## Selected text:
****************************************

Drug maker Lilly and the federal government disagree over Lilly's 340B contract pharmacy appeal to U.S. Seventh Circuit Court of Appeals.

Lilly and Feds Disagree Over Whether 340B Case Is Ripe for Appeal

Drug manufacturer Lilly and the federal government disagree over whether a federal district judge’s recent decision in Lilly’s 340B contract pharmacy case is ripe for review.

Last month, the U.S. Seventh Circuit Court of Appeals questioned whether U.S. Senior District Judge Sarah Evans Barker of the Southern District of Indiana issued a final judgement on Oct. 29 in Lilly’s case against the federal government that is appealable. The court said that under its precedents, a lower court ruling that fails to separately declare the rights of the parties “may not be a final appealable judgment…or at the very least may not be ready for appellate review.”

Barker held in the government’s favor that the U.S. Health Resources and Services Administration’s (HRSA) May 17 letter determining that Lilly has broken the law “neither exceeds the agency’s statutory authority nor is contrary to law.” She also said “the fairest and most reasonable interpretation of the 340B statute” would not let manufacturers unilaterally restrict drug distribution in ways that frustrate 340B’s purpose.

****************************************

## Dataset:

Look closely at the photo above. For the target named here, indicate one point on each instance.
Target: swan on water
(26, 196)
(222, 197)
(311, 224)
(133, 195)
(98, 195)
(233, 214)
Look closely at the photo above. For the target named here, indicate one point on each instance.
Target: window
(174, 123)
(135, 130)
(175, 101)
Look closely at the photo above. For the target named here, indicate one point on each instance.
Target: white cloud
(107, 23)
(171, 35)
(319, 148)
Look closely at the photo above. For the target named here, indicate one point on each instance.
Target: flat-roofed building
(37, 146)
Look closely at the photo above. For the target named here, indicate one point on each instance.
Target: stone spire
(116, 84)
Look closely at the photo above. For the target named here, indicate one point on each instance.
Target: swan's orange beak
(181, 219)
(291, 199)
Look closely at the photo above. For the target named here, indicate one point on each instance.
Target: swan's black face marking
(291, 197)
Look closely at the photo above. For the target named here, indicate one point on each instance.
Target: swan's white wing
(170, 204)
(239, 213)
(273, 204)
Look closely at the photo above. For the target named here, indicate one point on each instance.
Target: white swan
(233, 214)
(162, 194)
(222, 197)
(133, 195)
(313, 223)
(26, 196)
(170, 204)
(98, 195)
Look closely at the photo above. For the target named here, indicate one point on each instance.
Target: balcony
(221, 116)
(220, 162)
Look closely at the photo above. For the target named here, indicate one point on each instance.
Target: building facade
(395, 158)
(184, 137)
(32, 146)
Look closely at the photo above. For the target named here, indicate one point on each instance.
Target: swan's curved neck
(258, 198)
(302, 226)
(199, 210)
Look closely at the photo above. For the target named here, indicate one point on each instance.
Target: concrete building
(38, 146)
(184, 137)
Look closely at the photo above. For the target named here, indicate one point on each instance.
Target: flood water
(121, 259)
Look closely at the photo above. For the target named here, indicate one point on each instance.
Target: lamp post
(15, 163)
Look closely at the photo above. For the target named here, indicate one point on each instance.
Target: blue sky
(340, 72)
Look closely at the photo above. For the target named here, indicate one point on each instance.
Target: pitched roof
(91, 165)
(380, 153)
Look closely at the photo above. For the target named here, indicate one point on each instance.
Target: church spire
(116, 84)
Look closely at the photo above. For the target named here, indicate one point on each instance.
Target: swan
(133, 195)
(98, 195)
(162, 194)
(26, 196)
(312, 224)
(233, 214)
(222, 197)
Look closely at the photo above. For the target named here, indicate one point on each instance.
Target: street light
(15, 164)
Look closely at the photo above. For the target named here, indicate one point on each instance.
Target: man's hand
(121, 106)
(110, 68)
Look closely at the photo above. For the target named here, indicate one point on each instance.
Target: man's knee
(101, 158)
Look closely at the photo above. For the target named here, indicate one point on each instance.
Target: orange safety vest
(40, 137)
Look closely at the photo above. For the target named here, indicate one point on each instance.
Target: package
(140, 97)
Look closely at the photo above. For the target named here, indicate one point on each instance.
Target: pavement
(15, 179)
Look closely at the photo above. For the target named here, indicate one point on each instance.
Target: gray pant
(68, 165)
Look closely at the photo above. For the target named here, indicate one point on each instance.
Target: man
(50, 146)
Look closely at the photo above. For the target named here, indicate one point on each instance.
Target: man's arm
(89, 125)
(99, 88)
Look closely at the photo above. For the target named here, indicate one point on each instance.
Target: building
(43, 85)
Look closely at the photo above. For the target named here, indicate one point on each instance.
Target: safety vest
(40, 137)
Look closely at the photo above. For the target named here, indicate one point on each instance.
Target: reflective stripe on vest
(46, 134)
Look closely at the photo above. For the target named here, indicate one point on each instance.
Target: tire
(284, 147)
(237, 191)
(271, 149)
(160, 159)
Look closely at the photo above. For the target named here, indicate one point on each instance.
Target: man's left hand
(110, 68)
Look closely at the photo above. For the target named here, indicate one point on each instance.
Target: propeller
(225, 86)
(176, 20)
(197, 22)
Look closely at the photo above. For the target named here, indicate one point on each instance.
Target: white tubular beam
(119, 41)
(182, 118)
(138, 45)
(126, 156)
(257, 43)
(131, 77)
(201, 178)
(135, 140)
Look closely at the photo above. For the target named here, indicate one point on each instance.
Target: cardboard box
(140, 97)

****************************************

## Instructions:
#1 List every direct quotation in quotation marks that the article on Lilly's 340B appeal contains.
#2 Take the article on Lilly's 340B appeal further, picking up after its last sentence.

## Answers in order:
#1
- "may not be a final appealable judgment…or at the very least may not be ready for appellate review."
- "neither exceeds the agency's statutory authority nor is contrary to law."
- "the fairest and most reasonable interpretation of the 340B statute"

#2
Baker, however, set aside and vacated the government’s violation letter on the grounds that HRSA did not acknowledge or explain its change in position regarding its ability to enforce contract pharmacy arrangements. She sent the letter back to HRSA “for further consideration/action consistent with” her decision.

Lilly appealed Barker’s decision on Nov. 10. On Nov. 16, the Seventh Circuit Court gave the two sides until Nov. 30 to file memos on whether the appeal could move forward.

Lilly in its memo pointed out that Barker specifically wrote that her partial final judgement would let the parties “decide whether to seek expedited appellate review of these issues.”

Lilly also argued that the appeals court clearly has jurisdiction “given that the judgment denied or granted the relevant claims in full…. Simply put, nothing about Lilly’s challenges to the [HRSA’s May 17 violation letter] remains pending in district court.”

Lilly said whether it prevails “on some, all, or none of its challenges” in its lawsuit to the 340B program administrative dispute resolution system “will have no impact on the resolution of any of its claims on appeal.” Earlier in the case, Baker issued a preliminary injunction protecting Lilly from ADR proceeding, saying she most likely would ultimately rule that the rule establishing the ADR system was procedurally defective. Baker, however, has held off on issuing a final judgement on that matter.

The federal government in its memo said, “it may be appropriate to remand this appeal for the limited purpose of allowing the district court to clarify its judgment to specifically declare the parties’ rights.”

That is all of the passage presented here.